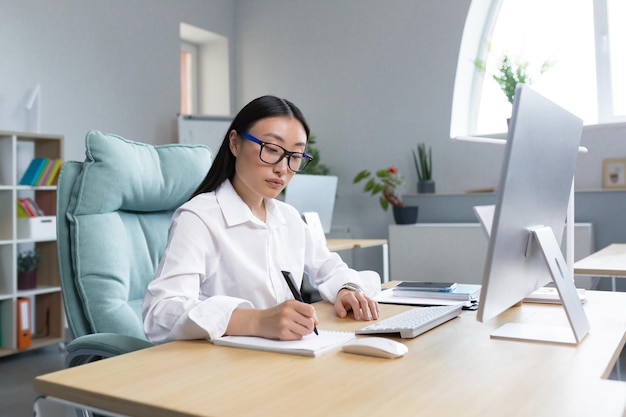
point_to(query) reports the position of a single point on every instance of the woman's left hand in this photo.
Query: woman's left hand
(363, 307)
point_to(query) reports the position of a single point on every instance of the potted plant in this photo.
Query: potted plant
(385, 183)
(424, 166)
(511, 72)
(27, 265)
(315, 166)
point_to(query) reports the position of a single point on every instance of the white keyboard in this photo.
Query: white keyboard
(413, 322)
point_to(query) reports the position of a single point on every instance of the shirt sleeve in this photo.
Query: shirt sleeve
(173, 307)
(328, 272)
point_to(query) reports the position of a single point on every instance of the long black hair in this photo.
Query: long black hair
(223, 167)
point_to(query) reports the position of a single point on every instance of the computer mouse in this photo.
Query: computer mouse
(376, 346)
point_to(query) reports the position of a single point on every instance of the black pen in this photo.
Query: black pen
(294, 290)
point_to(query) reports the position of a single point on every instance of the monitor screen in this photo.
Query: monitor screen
(535, 184)
(313, 193)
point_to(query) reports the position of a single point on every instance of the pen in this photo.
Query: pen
(294, 290)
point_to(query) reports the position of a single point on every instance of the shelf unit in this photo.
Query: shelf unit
(17, 149)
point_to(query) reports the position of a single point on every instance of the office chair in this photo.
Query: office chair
(113, 214)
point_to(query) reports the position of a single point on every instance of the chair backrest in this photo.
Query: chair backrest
(113, 214)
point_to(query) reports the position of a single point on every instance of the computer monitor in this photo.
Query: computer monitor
(524, 251)
(313, 193)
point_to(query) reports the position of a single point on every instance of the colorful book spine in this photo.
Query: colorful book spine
(45, 172)
(55, 171)
(24, 209)
(33, 171)
(28, 208)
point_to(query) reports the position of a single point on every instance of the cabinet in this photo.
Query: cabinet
(47, 321)
(456, 251)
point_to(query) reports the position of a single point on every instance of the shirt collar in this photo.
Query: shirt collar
(236, 211)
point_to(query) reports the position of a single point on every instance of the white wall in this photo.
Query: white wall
(375, 78)
(106, 65)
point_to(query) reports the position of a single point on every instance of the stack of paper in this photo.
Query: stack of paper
(310, 345)
(466, 294)
(461, 292)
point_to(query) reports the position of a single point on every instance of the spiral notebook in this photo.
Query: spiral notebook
(310, 345)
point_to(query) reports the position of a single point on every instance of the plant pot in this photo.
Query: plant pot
(426, 187)
(26, 280)
(405, 215)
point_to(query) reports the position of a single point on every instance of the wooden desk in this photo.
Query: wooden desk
(453, 370)
(607, 262)
(336, 245)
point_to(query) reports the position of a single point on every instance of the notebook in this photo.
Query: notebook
(310, 345)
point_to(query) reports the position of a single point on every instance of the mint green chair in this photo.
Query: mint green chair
(113, 214)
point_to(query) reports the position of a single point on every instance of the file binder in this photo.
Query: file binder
(23, 323)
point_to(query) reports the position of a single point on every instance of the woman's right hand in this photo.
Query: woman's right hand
(290, 320)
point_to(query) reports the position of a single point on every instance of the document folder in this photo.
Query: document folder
(23, 323)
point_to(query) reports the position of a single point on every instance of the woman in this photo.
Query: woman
(221, 271)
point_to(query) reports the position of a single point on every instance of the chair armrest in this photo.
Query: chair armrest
(92, 347)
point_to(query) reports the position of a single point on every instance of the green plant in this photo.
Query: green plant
(385, 181)
(511, 72)
(423, 160)
(315, 167)
(28, 261)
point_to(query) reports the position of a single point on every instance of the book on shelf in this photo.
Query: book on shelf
(33, 171)
(56, 167)
(310, 345)
(41, 171)
(26, 207)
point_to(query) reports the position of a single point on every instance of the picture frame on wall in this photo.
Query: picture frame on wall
(614, 173)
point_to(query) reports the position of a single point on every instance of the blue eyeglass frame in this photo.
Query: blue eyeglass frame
(286, 153)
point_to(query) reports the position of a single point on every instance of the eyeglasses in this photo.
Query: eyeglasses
(272, 154)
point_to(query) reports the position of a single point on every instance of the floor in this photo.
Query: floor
(17, 396)
(18, 371)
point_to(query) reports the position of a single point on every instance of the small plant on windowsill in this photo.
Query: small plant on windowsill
(423, 159)
(315, 167)
(511, 72)
(384, 182)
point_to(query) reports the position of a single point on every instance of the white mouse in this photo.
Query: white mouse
(376, 346)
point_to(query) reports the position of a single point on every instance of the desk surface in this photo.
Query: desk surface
(345, 244)
(452, 370)
(610, 261)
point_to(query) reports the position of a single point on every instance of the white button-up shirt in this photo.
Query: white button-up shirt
(220, 257)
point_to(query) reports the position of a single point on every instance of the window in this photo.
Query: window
(204, 72)
(581, 39)
(188, 78)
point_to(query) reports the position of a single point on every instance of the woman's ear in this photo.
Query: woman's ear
(233, 142)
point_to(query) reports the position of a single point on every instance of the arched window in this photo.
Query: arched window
(578, 40)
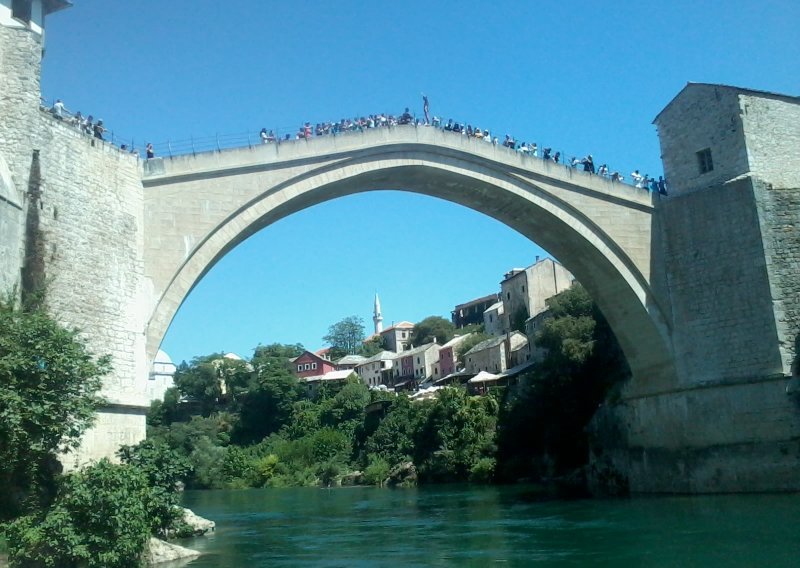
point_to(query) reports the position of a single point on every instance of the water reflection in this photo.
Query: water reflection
(463, 526)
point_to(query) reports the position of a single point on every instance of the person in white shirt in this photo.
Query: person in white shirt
(58, 110)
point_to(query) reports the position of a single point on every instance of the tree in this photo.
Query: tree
(432, 327)
(267, 406)
(99, 519)
(456, 435)
(542, 428)
(372, 346)
(49, 384)
(345, 337)
(273, 359)
(200, 382)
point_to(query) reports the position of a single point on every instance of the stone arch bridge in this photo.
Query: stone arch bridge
(199, 207)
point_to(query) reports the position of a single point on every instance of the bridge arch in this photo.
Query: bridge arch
(571, 218)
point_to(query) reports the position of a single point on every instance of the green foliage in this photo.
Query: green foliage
(163, 466)
(518, 319)
(372, 346)
(165, 469)
(377, 471)
(99, 519)
(345, 337)
(432, 327)
(48, 397)
(542, 428)
(272, 360)
(393, 440)
(267, 406)
(202, 441)
(199, 382)
(457, 432)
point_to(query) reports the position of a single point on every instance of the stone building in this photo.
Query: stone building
(310, 364)
(377, 370)
(471, 312)
(448, 361)
(524, 293)
(161, 376)
(496, 354)
(494, 319)
(417, 364)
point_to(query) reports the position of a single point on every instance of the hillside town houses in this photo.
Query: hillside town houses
(511, 317)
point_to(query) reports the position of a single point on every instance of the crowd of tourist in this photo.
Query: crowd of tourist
(96, 129)
(89, 126)
(382, 120)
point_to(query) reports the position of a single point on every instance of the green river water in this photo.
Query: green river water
(490, 526)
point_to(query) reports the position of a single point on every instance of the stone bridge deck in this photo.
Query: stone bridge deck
(198, 207)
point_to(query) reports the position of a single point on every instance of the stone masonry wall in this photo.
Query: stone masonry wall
(723, 323)
(772, 129)
(779, 209)
(91, 220)
(702, 116)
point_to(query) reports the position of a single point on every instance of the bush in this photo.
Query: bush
(377, 471)
(164, 469)
(99, 519)
(48, 397)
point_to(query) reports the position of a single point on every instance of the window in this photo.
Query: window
(21, 10)
(704, 161)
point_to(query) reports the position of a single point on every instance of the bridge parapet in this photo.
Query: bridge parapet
(229, 161)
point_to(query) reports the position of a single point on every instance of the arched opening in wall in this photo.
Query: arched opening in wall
(291, 281)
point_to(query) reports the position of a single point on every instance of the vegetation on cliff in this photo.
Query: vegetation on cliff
(268, 429)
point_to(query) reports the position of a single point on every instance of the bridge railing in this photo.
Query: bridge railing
(282, 134)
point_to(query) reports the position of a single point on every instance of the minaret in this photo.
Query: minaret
(377, 318)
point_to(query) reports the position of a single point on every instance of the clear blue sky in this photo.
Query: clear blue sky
(582, 77)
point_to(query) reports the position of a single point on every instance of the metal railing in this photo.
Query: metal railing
(287, 134)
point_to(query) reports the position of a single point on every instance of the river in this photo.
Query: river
(488, 526)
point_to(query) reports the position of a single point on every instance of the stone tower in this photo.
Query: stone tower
(61, 189)
(377, 318)
(728, 269)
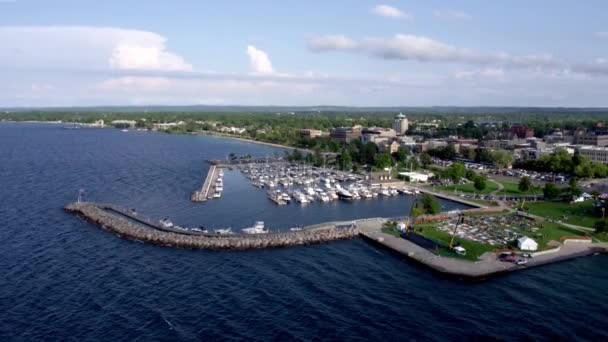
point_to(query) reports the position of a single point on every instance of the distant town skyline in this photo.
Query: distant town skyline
(345, 53)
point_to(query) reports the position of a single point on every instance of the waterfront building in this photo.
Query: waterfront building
(346, 134)
(311, 133)
(522, 131)
(416, 177)
(591, 139)
(124, 123)
(526, 244)
(400, 124)
(595, 153)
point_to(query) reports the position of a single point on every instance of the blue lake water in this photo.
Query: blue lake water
(64, 279)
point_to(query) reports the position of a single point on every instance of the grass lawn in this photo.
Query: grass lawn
(474, 249)
(390, 230)
(468, 188)
(513, 189)
(553, 231)
(581, 214)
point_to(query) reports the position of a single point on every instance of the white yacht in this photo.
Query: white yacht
(258, 228)
(225, 231)
(344, 194)
(166, 223)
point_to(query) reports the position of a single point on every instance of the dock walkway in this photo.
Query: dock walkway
(487, 266)
(203, 194)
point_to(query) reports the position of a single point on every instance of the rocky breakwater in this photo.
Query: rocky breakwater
(134, 230)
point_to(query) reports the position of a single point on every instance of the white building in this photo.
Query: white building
(416, 177)
(596, 154)
(400, 124)
(526, 244)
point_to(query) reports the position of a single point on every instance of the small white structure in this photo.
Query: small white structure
(524, 243)
(416, 177)
(460, 250)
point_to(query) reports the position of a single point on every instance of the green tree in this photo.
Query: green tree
(480, 183)
(402, 154)
(470, 174)
(524, 184)
(573, 188)
(368, 153)
(384, 160)
(430, 205)
(425, 159)
(600, 226)
(551, 191)
(416, 212)
(455, 172)
(345, 161)
(501, 158)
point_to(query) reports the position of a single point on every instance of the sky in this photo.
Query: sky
(349, 53)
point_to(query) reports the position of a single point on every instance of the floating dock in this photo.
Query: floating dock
(134, 227)
(204, 193)
(488, 265)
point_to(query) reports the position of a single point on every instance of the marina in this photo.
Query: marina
(135, 227)
(296, 183)
(213, 186)
(130, 225)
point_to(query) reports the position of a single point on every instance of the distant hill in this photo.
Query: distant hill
(309, 109)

####

Exercise aim —
Please transcribe exactly the line containing "waterfront building in this photo." and every line after it through the end of the records, and nothing else.

Answer for the task —
point_to(query) reports the position of a single point on every instance of the waterfront building in this photo.
Query: waterfront building
(346, 134)
(311, 133)
(522, 131)
(416, 177)
(591, 139)
(124, 123)
(526, 244)
(400, 124)
(595, 153)
point_to(query) reports the position of a single point on every instance of the blue lake water in this photo.
Query: blue lake water
(64, 279)
point_to(query) reports the position of a single point on every instance of the grass lawn in this photo.
Query: grass lawn
(474, 249)
(390, 230)
(468, 188)
(513, 189)
(553, 231)
(581, 214)
point_to(query) reports the position of a single point on every instance of the white yacht in this photo.
Query: white yacht
(258, 228)
(225, 231)
(344, 194)
(166, 223)
point_to(query) reports the position of a single point on every instance of the dock walkway in this photo.
Query: dock walkway
(487, 266)
(203, 194)
point_to(query) reports the position of a single point on every instance of the rocky breakwater in this photo.
Query: rocky breakwater
(134, 230)
point_to(query) reports the position of a single point on every instance of the white building in this photo.
Query: white building
(416, 177)
(596, 154)
(400, 124)
(526, 244)
point_to(query) reports the position of a single point on every instance of the small white structure in this photo.
Query: small white structure
(524, 243)
(416, 177)
(460, 250)
point_to(query) reports the position of a single point on every instance of the green tree in this photo.
Query: green tree
(480, 183)
(402, 154)
(470, 174)
(524, 184)
(573, 188)
(368, 153)
(384, 160)
(430, 205)
(425, 159)
(600, 226)
(551, 191)
(416, 212)
(455, 172)
(345, 161)
(501, 158)
point_to(query) reports the position of a single point on every instance of the sky in this photo.
Query: sky
(349, 53)
point_to(query) reports the position of a single point on every instance of the floating dock in this photo.
Query: floating dock
(134, 227)
(204, 193)
(488, 265)
point_to(query) reports the position of a single point on every instance of the marina in this photo.
Query: marina
(135, 227)
(296, 183)
(213, 186)
(130, 225)
point_to(query) reports the position of a single point on every instance of the distant hill in this photo.
Query: distant hill
(309, 109)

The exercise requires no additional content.